## WORK TO COMPLETE
Counting task for the data below: how many lines hold the word "piece"? Answer with the number only.

%%

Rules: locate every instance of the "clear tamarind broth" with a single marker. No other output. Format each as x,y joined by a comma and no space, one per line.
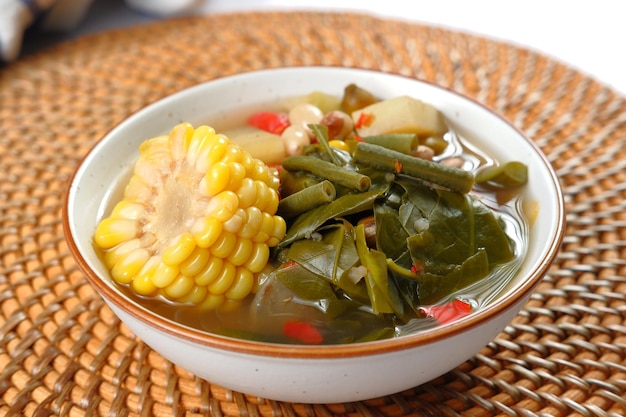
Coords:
304,302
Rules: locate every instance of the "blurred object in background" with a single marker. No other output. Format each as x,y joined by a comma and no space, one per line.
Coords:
64,16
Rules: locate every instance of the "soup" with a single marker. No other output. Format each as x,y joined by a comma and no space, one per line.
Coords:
393,224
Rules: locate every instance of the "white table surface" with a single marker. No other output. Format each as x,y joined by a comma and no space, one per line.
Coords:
586,35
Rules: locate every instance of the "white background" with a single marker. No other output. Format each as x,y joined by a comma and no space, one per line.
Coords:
587,35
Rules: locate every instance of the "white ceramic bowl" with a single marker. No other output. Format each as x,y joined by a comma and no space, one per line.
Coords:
312,374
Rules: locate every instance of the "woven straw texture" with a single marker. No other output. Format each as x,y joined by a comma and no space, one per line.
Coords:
63,352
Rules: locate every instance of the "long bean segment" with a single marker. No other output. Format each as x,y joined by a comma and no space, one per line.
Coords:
405,143
378,157
307,199
329,171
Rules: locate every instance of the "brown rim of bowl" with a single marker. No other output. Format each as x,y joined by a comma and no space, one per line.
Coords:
327,351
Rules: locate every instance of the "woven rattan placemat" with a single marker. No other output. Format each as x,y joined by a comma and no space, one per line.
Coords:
62,351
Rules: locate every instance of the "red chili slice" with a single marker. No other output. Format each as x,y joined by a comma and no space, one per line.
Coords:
270,121
448,312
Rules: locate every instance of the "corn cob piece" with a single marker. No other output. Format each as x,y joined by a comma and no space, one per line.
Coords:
196,220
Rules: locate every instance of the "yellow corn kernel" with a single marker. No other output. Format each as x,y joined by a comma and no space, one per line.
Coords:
127,268
266,227
271,204
119,252
260,172
164,275
224,245
246,193
258,258
201,135
278,231
206,230
237,174
112,231
242,286
212,302
195,262
262,195
274,181
180,287
179,249
195,296
254,218
224,280
223,206
128,210
241,252
236,222
195,221
142,283
339,144
179,139
212,152
210,272
216,179
234,153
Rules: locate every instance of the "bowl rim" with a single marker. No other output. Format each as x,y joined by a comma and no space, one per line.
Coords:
379,347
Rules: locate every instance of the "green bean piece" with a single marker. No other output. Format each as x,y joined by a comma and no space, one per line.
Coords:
306,199
405,143
436,143
355,98
510,175
321,133
378,157
292,182
329,171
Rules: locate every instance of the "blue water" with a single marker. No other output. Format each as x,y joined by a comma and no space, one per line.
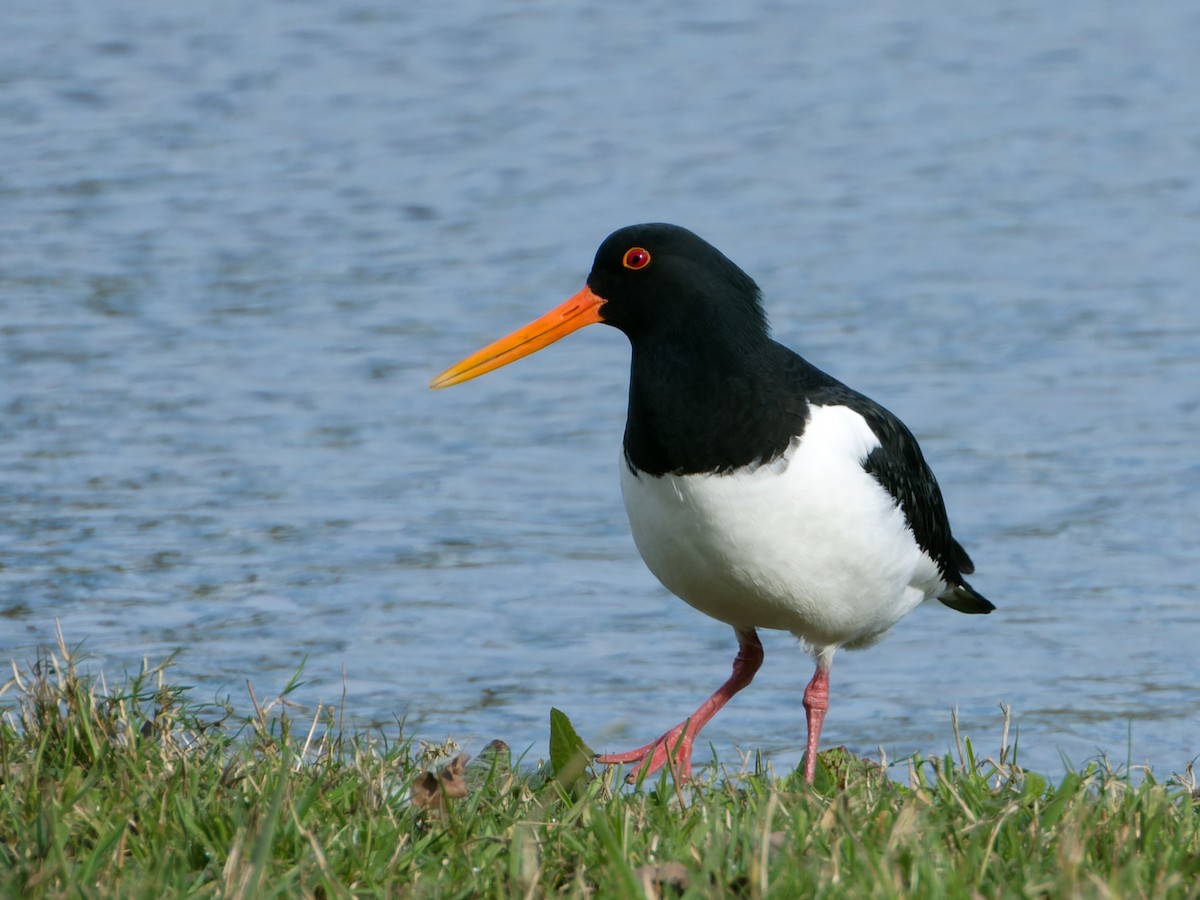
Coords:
237,240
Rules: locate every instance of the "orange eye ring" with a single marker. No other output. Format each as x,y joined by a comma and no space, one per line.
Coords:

%%

## SOLUTION BELOW
2